DO THIS. Count the lines in the data below that contain the string "market" and reply with only that number.

ITEMS.
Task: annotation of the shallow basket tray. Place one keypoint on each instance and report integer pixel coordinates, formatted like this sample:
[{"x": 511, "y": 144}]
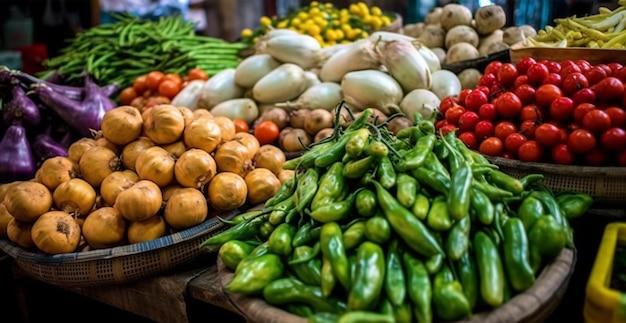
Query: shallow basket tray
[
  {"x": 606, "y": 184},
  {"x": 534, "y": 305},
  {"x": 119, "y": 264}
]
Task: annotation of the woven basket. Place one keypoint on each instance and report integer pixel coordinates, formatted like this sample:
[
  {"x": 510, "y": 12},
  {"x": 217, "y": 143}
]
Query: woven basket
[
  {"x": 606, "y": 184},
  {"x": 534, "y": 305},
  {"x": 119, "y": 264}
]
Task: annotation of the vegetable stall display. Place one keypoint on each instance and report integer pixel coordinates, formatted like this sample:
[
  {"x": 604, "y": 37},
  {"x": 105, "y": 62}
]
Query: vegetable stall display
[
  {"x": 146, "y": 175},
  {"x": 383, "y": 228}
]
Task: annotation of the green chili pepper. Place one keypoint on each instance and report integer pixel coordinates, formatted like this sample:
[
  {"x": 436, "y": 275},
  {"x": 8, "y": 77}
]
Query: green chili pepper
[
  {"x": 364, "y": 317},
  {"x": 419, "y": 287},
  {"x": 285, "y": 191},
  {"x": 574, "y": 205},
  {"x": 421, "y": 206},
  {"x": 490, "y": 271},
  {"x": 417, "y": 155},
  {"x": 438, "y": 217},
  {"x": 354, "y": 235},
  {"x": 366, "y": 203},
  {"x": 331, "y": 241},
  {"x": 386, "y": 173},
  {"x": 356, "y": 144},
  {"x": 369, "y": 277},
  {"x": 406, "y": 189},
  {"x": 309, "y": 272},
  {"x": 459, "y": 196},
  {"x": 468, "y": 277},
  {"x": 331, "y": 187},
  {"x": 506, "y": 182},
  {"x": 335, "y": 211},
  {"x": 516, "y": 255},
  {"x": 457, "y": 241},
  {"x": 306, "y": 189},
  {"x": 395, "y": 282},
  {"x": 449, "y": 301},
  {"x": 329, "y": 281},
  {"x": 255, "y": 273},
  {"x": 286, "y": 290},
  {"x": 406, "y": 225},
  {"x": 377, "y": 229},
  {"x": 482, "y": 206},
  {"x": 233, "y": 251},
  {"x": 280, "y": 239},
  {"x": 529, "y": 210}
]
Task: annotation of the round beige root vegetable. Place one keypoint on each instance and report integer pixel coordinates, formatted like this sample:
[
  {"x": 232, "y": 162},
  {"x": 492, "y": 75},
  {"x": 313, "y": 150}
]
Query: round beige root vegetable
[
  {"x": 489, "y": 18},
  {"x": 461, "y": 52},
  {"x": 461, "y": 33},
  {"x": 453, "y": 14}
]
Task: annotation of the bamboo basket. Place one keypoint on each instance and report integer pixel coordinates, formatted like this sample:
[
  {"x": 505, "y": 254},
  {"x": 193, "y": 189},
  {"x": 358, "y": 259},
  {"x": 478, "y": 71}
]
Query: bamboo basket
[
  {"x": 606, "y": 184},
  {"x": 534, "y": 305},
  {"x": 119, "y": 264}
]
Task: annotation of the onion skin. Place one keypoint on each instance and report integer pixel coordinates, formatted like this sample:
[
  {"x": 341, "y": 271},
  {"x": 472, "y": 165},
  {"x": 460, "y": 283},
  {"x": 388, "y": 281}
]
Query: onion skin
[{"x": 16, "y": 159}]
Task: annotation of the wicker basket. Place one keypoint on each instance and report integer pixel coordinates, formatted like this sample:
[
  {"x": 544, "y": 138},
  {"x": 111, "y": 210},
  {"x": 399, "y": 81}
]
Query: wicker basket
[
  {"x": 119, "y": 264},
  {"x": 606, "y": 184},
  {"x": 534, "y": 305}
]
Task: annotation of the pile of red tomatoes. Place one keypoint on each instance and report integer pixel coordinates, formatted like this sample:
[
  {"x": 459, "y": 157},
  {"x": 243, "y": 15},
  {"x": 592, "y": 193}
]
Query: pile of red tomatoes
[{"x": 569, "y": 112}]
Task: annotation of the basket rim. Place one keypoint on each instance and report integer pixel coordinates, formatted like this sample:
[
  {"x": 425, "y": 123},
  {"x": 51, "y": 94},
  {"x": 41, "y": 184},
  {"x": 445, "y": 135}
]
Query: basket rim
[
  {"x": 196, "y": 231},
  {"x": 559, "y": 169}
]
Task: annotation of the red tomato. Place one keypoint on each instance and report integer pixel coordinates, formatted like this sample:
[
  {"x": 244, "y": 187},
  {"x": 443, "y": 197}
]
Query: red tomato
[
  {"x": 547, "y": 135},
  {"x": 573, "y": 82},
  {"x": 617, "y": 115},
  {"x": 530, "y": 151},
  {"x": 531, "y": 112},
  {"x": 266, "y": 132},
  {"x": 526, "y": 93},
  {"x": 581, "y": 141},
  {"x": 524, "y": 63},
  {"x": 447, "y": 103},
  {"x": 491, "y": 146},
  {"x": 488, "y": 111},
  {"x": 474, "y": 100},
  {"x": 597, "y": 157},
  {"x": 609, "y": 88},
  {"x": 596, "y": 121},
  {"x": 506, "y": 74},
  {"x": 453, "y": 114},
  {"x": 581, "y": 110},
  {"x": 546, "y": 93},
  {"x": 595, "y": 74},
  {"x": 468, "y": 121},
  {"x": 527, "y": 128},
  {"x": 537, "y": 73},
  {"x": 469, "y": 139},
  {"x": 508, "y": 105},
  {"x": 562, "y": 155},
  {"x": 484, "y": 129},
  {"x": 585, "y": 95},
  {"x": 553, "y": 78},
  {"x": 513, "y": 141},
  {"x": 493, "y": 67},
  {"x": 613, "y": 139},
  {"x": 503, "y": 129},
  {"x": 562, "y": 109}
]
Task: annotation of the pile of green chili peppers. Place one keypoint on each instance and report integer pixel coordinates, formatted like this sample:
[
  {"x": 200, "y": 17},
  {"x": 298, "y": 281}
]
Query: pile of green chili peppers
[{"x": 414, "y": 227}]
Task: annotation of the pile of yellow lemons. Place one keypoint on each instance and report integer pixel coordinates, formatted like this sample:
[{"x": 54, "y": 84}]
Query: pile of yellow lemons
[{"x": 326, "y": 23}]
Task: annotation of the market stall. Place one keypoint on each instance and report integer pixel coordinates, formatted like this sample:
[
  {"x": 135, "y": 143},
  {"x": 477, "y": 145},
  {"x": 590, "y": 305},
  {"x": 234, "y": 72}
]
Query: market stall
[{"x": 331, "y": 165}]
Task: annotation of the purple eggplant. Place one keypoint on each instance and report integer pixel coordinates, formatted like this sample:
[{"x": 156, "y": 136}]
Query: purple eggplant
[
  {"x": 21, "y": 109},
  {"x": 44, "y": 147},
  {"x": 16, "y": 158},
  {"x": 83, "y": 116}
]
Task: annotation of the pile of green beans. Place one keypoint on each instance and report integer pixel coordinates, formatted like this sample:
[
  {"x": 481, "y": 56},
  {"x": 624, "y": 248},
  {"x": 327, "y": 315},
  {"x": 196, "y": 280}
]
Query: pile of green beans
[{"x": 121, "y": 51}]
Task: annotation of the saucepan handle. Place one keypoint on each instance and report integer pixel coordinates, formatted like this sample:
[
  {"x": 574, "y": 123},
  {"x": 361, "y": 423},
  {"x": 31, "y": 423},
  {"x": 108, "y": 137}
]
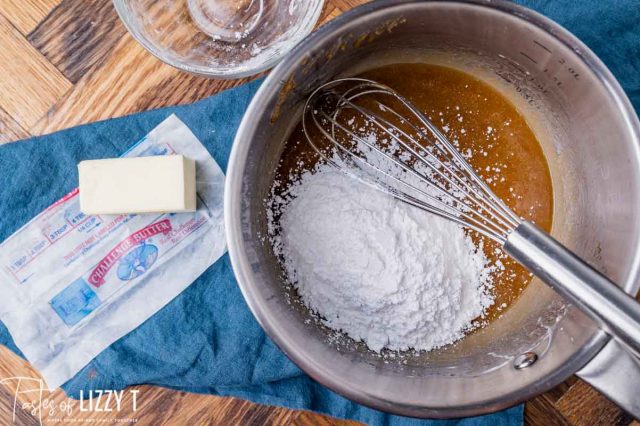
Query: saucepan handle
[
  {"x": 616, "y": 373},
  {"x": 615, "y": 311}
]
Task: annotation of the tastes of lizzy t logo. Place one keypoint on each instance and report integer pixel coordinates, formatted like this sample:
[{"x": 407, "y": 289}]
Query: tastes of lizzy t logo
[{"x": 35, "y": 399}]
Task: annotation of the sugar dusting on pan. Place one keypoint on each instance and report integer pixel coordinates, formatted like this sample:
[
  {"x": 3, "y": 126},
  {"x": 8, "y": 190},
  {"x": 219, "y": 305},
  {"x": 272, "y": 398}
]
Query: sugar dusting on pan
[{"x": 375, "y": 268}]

...

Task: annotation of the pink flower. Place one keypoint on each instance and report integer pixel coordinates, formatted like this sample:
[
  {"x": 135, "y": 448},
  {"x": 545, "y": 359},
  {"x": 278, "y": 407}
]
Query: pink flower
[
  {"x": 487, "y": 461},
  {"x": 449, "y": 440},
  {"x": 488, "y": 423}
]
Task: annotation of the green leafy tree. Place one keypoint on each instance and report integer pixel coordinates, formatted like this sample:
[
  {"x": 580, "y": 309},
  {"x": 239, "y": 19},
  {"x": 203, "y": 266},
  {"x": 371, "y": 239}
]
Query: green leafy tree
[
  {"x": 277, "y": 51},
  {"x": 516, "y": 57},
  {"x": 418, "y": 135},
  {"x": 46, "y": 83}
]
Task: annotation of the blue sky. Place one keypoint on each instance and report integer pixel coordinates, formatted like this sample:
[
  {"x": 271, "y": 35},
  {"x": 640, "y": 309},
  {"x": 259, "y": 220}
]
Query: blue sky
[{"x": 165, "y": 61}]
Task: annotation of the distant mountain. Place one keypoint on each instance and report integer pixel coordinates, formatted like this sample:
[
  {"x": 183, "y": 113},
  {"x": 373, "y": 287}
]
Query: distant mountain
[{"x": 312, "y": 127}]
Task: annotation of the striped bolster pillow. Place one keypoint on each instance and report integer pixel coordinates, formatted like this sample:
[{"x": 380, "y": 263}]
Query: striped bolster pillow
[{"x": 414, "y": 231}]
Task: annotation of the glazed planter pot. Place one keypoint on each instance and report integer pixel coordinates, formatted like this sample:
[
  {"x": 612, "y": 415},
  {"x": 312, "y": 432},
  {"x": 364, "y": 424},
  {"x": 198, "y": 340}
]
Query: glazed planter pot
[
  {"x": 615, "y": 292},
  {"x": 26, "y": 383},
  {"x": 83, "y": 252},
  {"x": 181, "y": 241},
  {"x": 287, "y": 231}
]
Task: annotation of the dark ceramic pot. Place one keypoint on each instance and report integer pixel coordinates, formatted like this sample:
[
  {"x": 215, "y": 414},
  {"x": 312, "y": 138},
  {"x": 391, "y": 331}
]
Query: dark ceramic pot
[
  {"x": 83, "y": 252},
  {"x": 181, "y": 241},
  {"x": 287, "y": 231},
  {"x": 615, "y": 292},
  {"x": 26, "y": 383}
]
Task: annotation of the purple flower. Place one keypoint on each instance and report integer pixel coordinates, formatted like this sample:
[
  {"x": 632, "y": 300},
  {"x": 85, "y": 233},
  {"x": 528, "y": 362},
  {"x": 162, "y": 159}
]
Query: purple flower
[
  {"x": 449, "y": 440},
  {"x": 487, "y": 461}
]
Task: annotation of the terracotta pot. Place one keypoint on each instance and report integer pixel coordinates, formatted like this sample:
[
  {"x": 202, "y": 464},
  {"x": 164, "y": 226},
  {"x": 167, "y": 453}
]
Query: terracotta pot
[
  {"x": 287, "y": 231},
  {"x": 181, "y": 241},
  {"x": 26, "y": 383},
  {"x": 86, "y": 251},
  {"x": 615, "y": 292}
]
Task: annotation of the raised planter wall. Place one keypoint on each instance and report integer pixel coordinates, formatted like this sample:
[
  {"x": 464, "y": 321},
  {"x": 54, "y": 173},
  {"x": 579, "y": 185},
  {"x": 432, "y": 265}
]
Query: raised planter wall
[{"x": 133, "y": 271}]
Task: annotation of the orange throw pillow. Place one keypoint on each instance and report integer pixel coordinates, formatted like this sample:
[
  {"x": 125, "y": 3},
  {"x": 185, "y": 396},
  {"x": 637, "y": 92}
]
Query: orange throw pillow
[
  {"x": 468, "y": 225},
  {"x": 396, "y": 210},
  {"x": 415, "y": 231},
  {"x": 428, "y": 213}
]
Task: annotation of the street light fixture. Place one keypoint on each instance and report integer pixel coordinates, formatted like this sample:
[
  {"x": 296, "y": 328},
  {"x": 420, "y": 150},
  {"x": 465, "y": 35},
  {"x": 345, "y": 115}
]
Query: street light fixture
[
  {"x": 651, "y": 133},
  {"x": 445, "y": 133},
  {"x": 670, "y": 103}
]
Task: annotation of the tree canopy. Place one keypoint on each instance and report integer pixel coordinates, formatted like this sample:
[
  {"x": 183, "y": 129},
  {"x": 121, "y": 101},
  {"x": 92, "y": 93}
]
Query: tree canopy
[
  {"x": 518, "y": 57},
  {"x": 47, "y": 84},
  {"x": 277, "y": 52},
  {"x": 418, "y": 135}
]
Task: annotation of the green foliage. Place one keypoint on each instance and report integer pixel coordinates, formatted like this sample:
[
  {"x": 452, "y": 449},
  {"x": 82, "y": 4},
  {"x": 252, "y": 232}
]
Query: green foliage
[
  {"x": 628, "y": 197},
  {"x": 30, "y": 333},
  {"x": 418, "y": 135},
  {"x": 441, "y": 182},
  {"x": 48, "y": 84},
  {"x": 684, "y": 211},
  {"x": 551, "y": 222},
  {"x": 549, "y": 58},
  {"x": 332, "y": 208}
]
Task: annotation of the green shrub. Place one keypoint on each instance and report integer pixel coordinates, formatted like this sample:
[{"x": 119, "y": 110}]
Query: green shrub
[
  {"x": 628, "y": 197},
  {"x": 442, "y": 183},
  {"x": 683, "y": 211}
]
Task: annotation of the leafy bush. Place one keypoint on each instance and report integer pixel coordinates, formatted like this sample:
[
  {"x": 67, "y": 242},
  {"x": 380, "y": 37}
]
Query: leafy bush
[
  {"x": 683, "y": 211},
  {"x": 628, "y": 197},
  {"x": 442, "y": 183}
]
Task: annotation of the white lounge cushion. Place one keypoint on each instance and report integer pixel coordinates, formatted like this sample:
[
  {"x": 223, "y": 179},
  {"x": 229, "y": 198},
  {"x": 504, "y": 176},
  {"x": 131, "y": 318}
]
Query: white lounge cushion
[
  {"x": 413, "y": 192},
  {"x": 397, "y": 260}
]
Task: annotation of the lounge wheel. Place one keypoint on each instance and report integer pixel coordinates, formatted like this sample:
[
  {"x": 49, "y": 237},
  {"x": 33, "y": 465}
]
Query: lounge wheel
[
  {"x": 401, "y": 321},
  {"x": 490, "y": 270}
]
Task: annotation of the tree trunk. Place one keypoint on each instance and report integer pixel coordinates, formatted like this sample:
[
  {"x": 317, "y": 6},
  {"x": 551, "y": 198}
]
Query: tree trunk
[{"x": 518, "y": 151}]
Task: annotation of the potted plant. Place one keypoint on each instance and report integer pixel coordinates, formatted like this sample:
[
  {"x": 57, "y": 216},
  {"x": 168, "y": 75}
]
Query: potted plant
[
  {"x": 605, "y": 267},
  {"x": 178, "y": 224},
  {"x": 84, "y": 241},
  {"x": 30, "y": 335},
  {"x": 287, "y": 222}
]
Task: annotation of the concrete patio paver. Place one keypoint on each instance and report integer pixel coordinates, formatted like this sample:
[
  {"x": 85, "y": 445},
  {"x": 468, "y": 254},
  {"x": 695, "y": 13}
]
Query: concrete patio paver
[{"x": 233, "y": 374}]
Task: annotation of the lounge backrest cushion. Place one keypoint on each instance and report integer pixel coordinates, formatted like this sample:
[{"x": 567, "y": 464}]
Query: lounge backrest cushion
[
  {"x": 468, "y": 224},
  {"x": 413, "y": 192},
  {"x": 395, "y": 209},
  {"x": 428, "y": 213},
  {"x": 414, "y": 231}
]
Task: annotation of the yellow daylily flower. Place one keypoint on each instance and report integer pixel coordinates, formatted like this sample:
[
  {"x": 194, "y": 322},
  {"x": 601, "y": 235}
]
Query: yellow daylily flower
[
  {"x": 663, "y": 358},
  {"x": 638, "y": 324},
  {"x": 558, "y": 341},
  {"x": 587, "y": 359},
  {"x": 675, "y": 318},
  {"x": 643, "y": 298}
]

THE ANSWER. 2